May 09, 2019
Patients who had their appendixes removed are three times more likely to develop Parkinson’s disease, according to the largest study ever focused on the relationship between the procedure and the disease.
The study involved more than 62 million patient records, according to the American Association for the Advancement of Science, from more than two dozen health systems. The study will be presented later this month at the 50th annual Digestive Disease Week conference.
A particular protein, alpha synuclein, has been central to recent Parkinson’s disease research, according to Dr. Mohammed Z. Sheriff, lead author of the study and a physician at Case Western Reserve University.
Alpha synuclein is often found in patients' gastrointestinal tracts in the early onset of Parkinson’s disease, according to the AAAS, hence the focus on researching the relationship between the gastrointestinal tract and the disease.
Last year, two journal articles released in successive months butted heads over the relationship between the appendix and Parkinson’s.

(Data listing)
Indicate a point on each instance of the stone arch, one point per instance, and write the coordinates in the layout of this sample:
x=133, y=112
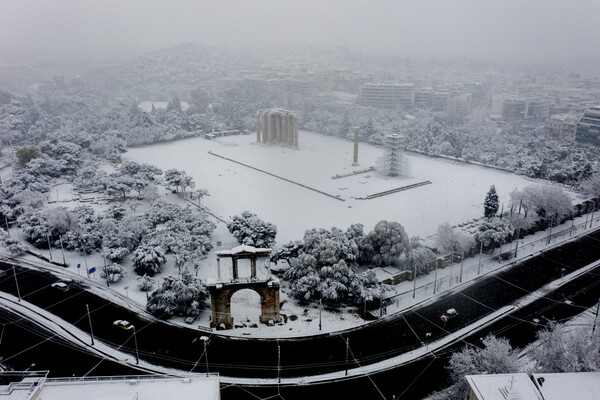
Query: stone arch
x=221, y=291
x=246, y=306
x=220, y=299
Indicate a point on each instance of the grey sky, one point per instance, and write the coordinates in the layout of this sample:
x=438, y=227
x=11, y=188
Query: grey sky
x=529, y=30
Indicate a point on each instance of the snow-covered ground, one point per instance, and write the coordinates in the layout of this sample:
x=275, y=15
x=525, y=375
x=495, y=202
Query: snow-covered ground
x=147, y=105
x=455, y=195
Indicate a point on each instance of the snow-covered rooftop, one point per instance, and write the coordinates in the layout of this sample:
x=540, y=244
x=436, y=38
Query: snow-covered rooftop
x=579, y=385
x=117, y=388
x=242, y=249
x=503, y=387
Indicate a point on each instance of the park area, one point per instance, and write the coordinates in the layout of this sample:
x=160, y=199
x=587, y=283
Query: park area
x=308, y=196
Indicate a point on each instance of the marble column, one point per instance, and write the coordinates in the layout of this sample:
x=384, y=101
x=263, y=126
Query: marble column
x=278, y=127
x=265, y=117
x=291, y=130
x=296, y=132
x=355, y=163
x=284, y=128
x=258, y=127
x=269, y=128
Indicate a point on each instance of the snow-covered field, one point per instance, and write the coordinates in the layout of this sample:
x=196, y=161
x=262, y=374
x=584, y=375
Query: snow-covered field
x=455, y=195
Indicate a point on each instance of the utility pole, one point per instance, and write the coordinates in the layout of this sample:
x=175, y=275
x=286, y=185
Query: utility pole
x=462, y=260
x=347, y=350
x=480, y=253
x=572, y=226
x=17, y=283
x=278, y=364
x=596, y=319
x=320, y=309
x=49, y=247
x=137, y=356
x=107, y=274
x=90, y=320
x=62, y=249
x=517, y=245
x=414, y=280
x=550, y=231
x=435, y=277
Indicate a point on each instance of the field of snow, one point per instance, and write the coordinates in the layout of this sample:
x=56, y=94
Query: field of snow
x=455, y=195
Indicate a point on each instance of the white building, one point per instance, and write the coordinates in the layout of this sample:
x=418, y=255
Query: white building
x=565, y=386
x=387, y=95
x=36, y=386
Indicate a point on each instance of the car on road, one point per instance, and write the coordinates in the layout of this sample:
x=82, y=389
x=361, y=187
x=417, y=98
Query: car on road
x=60, y=286
x=121, y=323
x=451, y=313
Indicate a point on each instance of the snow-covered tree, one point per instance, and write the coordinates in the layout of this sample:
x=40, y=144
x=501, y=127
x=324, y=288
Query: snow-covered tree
x=250, y=230
x=496, y=357
x=26, y=154
x=572, y=350
x=178, y=179
x=385, y=244
x=492, y=232
x=148, y=259
x=324, y=266
x=419, y=257
x=491, y=203
x=145, y=283
x=449, y=240
x=591, y=186
x=286, y=252
x=113, y=272
x=46, y=224
x=178, y=295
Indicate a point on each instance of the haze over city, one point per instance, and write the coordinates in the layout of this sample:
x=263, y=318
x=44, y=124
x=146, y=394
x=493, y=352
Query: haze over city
x=535, y=31
x=264, y=199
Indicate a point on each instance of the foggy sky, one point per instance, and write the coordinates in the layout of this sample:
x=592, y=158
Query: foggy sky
x=528, y=30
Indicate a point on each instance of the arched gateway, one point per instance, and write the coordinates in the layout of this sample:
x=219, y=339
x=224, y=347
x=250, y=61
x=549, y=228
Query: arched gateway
x=221, y=290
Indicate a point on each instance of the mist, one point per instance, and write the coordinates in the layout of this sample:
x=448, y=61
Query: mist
x=531, y=31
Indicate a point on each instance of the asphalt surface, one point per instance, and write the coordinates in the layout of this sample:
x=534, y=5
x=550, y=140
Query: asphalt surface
x=173, y=346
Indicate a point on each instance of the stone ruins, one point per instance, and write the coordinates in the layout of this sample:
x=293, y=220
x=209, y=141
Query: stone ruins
x=276, y=125
x=222, y=290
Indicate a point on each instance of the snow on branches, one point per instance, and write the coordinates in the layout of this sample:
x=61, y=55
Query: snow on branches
x=250, y=230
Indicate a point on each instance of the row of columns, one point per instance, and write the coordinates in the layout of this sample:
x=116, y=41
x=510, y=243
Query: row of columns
x=277, y=126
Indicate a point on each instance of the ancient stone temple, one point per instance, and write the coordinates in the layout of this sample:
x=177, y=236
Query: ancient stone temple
x=276, y=125
x=221, y=290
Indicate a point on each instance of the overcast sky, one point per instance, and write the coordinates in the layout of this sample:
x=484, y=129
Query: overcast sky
x=529, y=30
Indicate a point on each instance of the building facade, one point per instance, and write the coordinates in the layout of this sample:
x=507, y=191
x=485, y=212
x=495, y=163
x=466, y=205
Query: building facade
x=388, y=95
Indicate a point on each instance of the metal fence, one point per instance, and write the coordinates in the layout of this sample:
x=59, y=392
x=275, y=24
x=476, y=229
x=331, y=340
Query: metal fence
x=449, y=276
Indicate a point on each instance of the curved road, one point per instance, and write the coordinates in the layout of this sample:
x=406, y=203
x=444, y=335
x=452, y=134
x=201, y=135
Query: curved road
x=172, y=346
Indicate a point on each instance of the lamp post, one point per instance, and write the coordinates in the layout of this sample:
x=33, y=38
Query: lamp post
x=205, y=339
x=137, y=356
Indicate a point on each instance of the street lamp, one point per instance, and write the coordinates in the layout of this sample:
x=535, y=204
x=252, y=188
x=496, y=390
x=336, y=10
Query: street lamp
x=205, y=339
x=137, y=356
x=126, y=326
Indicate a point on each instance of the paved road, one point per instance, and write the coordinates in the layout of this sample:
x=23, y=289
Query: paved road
x=172, y=346
x=415, y=380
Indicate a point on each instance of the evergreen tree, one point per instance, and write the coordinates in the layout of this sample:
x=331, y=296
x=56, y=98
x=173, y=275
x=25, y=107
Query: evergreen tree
x=344, y=126
x=491, y=203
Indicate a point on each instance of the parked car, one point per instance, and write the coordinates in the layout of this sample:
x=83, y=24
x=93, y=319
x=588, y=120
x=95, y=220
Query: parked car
x=61, y=286
x=451, y=313
x=121, y=323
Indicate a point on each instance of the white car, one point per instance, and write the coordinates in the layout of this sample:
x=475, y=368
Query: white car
x=451, y=313
x=121, y=323
x=61, y=286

(What you will do)
1. According to the article on appendix removal and Parkinson's disease, how many patient records did the study involve?
2. Resume the article on appendix removal and Parkinson's disease from the point where it stops.
The listing isn't needed for anything here.

(Answers below)
1. More than 62 million.

2.
One study, featuring health information about roughly 325,000 people and published in the journal Movement Disorders, found no connection between Parkinson’s and appendix removal. The other study, featuring a database of information on roughly 1.9 million people and published in the journal Science Translational Medicine, found a decline in Parkinson’s disease for those patients who had their appendix removed.
Sheriff’s study found 488,190 patients out of the 62 million examined had undergone appendectomies, and 4,470 — roughly 0.92% — went on to develop Parkinson’s disease.
Of the other 61.7 million patients involved in the study, just 177,230 — or 0.29% — of all patients later were diagnosed with Parkinson’s.
Sheriff told the AAAS that, while his research shows a “clear relationship” between the appendix and Parkinson’s disease, more research is still needed to confirm an actual connection.